▸ Short problem
Return the complete listing that follows, with each line reproduced exactly.

··· Data shown ···

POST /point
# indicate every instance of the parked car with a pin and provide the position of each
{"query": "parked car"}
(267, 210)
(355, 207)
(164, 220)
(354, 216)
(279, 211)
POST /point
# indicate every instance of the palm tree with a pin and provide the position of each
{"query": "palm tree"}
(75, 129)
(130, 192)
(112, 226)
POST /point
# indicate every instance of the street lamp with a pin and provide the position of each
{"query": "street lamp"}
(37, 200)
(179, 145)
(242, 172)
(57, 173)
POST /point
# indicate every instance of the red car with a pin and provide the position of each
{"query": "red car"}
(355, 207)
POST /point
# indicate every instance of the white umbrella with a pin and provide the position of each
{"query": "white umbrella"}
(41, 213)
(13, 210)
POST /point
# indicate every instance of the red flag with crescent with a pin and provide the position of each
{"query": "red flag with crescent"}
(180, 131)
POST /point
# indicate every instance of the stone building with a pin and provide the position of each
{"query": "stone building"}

···

▸ Problem solution
POST /point
# indicate every instance of the parked car with a pin and provide the position of each
{"query": "parked car"}
(267, 210)
(355, 207)
(164, 220)
(354, 216)
(279, 211)
POST /point
# indicate every instance of the palm tree with a pin and provide the position of each
{"query": "palm tree"}
(75, 129)
(130, 192)
(112, 226)
POST /point
# indicate every instance of the street lamp with a pin and provide the position of each
{"query": "street lamp"}
(37, 200)
(179, 145)
(242, 172)
(57, 173)
POST /point
# indicate every instance of the red car with a pin and provide the position of each
{"query": "red car"}
(355, 207)
POST /point
# indicate every instance of the white umbrella with a pin and provide the position of each
{"query": "white umbrella"}
(41, 213)
(13, 210)
POST /point
# indicate every instance of the red flag with crescent with a pin and provide the position of each
{"query": "red flag with crescent"}
(180, 131)
POST /point
# indicate every instance of the stone building with a pin and provide the position of each
{"query": "stone building"}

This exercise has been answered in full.